*Task to carry out*: When you have read the listing, copy all of it without any change.

>>>

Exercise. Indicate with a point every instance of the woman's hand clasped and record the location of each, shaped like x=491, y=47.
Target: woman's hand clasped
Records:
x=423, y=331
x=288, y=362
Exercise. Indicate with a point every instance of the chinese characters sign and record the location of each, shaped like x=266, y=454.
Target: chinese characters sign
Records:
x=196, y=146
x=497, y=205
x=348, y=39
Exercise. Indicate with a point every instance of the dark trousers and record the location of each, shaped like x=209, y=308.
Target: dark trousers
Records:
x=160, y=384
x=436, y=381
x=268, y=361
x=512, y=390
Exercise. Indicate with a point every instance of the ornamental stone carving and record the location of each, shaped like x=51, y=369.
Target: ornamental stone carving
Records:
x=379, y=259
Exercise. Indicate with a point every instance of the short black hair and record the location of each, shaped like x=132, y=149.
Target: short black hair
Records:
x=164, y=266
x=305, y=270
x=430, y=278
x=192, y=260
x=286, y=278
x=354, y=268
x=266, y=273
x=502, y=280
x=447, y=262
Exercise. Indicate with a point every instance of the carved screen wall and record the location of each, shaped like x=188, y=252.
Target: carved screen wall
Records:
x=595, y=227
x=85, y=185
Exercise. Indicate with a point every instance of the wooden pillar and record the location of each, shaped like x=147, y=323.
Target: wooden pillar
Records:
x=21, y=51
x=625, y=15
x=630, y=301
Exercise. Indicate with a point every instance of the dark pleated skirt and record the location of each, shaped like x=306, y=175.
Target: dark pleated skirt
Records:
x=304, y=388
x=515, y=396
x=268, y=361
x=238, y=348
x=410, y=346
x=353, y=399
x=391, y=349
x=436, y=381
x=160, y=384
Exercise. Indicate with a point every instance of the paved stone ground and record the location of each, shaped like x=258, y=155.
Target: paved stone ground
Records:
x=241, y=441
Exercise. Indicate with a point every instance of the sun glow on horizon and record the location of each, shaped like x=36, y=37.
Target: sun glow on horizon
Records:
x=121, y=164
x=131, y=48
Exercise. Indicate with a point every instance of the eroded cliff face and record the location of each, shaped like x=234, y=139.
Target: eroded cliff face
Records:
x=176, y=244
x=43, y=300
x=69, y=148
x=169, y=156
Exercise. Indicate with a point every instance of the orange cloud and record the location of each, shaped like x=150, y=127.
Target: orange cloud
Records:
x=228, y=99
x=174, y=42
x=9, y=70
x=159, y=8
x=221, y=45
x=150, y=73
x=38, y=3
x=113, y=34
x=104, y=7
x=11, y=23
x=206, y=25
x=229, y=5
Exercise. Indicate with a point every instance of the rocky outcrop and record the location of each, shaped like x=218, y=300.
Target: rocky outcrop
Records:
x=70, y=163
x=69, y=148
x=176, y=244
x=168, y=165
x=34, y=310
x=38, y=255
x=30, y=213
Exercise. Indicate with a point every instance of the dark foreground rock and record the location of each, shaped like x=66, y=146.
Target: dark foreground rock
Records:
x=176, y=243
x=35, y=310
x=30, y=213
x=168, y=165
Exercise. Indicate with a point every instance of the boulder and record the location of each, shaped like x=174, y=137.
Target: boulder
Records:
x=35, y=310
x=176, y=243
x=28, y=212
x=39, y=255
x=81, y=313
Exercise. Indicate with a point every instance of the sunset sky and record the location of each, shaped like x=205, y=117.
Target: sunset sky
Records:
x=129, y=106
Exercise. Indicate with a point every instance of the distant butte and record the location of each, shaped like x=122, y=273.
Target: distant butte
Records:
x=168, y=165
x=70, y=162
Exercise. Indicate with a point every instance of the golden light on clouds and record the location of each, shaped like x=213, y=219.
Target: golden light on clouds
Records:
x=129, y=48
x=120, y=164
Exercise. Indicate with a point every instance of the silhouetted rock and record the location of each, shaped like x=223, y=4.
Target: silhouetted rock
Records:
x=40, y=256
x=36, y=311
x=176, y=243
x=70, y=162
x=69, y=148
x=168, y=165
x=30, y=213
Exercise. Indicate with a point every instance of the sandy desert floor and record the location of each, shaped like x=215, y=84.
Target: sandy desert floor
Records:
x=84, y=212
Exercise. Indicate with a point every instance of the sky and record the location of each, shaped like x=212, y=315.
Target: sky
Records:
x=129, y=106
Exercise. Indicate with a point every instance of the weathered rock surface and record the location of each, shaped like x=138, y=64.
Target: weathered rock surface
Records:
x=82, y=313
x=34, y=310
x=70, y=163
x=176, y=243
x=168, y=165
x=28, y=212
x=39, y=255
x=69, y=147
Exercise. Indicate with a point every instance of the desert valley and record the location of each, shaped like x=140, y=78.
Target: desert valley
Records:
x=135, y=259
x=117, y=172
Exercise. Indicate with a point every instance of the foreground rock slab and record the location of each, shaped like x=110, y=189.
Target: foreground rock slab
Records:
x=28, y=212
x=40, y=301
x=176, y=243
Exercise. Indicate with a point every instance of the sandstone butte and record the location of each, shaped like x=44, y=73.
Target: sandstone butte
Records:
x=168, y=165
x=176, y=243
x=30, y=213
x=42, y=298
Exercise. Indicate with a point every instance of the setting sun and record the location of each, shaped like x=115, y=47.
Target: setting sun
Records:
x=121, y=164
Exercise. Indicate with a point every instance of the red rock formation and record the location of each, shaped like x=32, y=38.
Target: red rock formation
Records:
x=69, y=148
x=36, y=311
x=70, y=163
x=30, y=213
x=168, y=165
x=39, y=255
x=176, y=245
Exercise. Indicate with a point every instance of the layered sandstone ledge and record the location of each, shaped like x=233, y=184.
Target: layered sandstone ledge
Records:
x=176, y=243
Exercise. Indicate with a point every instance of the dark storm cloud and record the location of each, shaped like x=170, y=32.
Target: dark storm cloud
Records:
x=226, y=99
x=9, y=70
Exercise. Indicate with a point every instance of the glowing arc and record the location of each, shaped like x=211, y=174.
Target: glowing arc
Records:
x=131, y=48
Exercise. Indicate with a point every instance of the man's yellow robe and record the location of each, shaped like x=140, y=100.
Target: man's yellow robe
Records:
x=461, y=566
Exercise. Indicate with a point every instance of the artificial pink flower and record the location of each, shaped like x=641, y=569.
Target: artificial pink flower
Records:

<<<

*Finished task*:
Exercise. Indicate with a point every instance of the woman's hand clasped and record the location of each, shaped like x=491, y=47.
Target: woman's hand clasped
Records:
x=423, y=331
x=288, y=362
Exercise. Indicate with a point every instance of the chinese characters sign and record the location of each, shaped like x=266, y=454.
Target: chinese characters sign
Records:
x=196, y=146
x=497, y=205
x=348, y=39
Exercise. Indicate with a point every instance of the dark trousers and record the location of each, shaped like x=209, y=308.
Target: dark trousers
Records:
x=160, y=384
x=436, y=381
x=268, y=361
x=512, y=390
Exercise. Indicate with a point every instance of the ornamental stone carving and record the location of each, shaped like x=51, y=369.
Target: ornamental stone carving
Records:
x=379, y=259
Exercise. Indicate with a point every instance of the short black hair and record the location of each, shaped like x=132, y=149.
Target: short black hair
Records:
x=164, y=266
x=305, y=270
x=430, y=278
x=192, y=260
x=286, y=278
x=354, y=268
x=266, y=273
x=502, y=280
x=447, y=262
Exercise. Indicate with a point every instance of the carved screen wall and record the location of each, shaped like x=188, y=252.
Target: carved screen wall
Records:
x=595, y=227
x=85, y=185
Exercise. Indicate with a point every instance of the wooden pillar and record the location of each, shaped like x=147, y=323.
Target: wooden pillar
Records:
x=21, y=51
x=625, y=15
x=630, y=301
Exercise. Indicate with a point every instance of the dark pleated skirt and record the location of each, shaped like x=306, y=175.
Target: dark pleated skirt
Records:
x=304, y=388
x=515, y=396
x=268, y=361
x=238, y=348
x=410, y=346
x=353, y=399
x=391, y=349
x=436, y=381
x=160, y=384
Exercise. Indicate with a point every instance of the paved stone ground and record the location of each, shaped like x=258, y=155.
Target: paved stone ground
Records:
x=241, y=441
Exercise. Indicate with a point every instance of the sun glow on horizon and record the location of each, shaped like x=36, y=37.
Target: sun glow on horizon
Records:
x=121, y=164
x=131, y=48
Exercise. Indicate with a point every instance of the eroded cliff face and record the location of each, shaped like x=234, y=139.
Target: eroded cliff face
Records:
x=176, y=244
x=43, y=300
x=69, y=148
x=169, y=156
Exercise. Indicate with a point every instance of the orange cloud and record the location of each, shaped like x=150, y=127.
Target: orange cloud
Records:
x=228, y=99
x=174, y=42
x=9, y=70
x=159, y=8
x=221, y=45
x=150, y=73
x=38, y=3
x=113, y=34
x=104, y=7
x=11, y=23
x=206, y=25
x=229, y=5
Exercise. Indicate with a point every instance of the rocky outcrop and record the location of each, shaped like x=218, y=300.
Target: rocky outcrop
Records:
x=70, y=163
x=69, y=148
x=176, y=244
x=168, y=165
x=34, y=310
x=38, y=255
x=30, y=213
Exercise. Indicate with a point every instance of the dark foreground rock and record the location of each, shaped like x=66, y=146.
Target: dark foreground rock
Records:
x=176, y=243
x=35, y=310
x=30, y=213
x=168, y=165
Exercise. Indicate with a point every instance of the boulder and record the location of each, shaped like x=174, y=137.
Target: boulder
Records:
x=35, y=310
x=176, y=243
x=28, y=212
x=39, y=255
x=81, y=313
Exercise. Indicate with a point every instance of the sunset sky and record the location of each, shaped like x=205, y=117.
Target: sunset sky
Records:
x=129, y=106
Exercise. Indicate with a point every instance of the distant butte and record the location of each, shaped like x=122, y=273.
Target: distant butte
Records:
x=168, y=165
x=70, y=162
Exercise. Indicate with a point every instance of the golden light on clouds and record the location of each, shaped like x=213, y=219.
Target: golden light on clouds
Records:
x=129, y=48
x=120, y=164
Exercise. Indicate with a point every instance of the silhouetted rock and record the location of each, shaped like x=223, y=4.
Target: silhouetted rock
Records:
x=40, y=256
x=36, y=311
x=176, y=243
x=70, y=162
x=69, y=148
x=168, y=165
x=30, y=213
Exercise. Indicate with a point every instance of the sandy desert floor and record the location of each, shaped like x=215, y=84.
Target: sandy desert floor
Records:
x=84, y=212
Exercise. Indicate with a point every instance of the sky and record the location of each, shaped like x=212, y=315.
Target: sky
Records:
x=129, y=106
Exercise. Indicate with a point every instance of the weathered rock surface and record the location of each, shaped like x=138, y=64.
Target: weathered rock surface
Records:
x=82, y=313
x=34, y=310
x=70, y=163
x=176, y=243
x=168, y=165
x=28, y=212
x=39, y=255
x=69, y=147
Exercise. Indicate with a point every instance of the desert valley and record the location of each, shaped like x=140, y=78.
Target: desert valley
Records:
x=135, y=259
x=117, y=172
Exercise. Indicate with a point every instance of the foreground rock slab and record the location of each, shaped like x=110, y=189.
Target: foreground rock slab
Records:
x=28, y=212
x=40, y=301
x=176, y=243
Exercise. Indicate with a point every instance of the sandstone butte and record the location of each, shaped like x=44, y=73.
Target: sandstone butte
Records:
x=168, y=165
x=176, y=243
x=30, y=213
x=42, y=298
Exercise. Indicate with a point every instance of the setting sun and record the location of each, shaped like x=115, y=47.
Target: setting sun
Records:
x=121, y=164
Exercise. Indicate with a point every instance of the red rock formation and record the location of each, shaped like x=32, y=38.
Target: red rock formation
Records:
x=69, y=148
x=36, y=311
x=70, y=163
x=30, y=213
x=168, y=165
x=39, y=255
x=176, y=245
Exercise. Indicate with a point every instance of the layered sandstone ledge and record the location of each, shaped like x=233, y=184.
Target: layered sandstone ledge
Records:
x=176, y=243
Exercise. Indicate with a point every instance of the dark storm cloud and record the location of each, shaped like x=170, y=32.
Target: dark storm cloud
Records:
x=226, y=99
x=9, y=70
Exercise. Indicate with a point every instance of the glowing arc and record the location of each, shaped like x=211, y=174.
Target: glowing arc
Records:
x=131, y=48
Exercise. Indicate with a point every instance of the man's yellow robe and record the location of each, shaped like x=140, y=100.
Target: man's yellow robe
Records:
x=461, y=566
Exercise. Indicate with a point every instance of the artificial pink flower and record the location of each, shaped like x=641, y=569.
Target: artificial pink flower
Records:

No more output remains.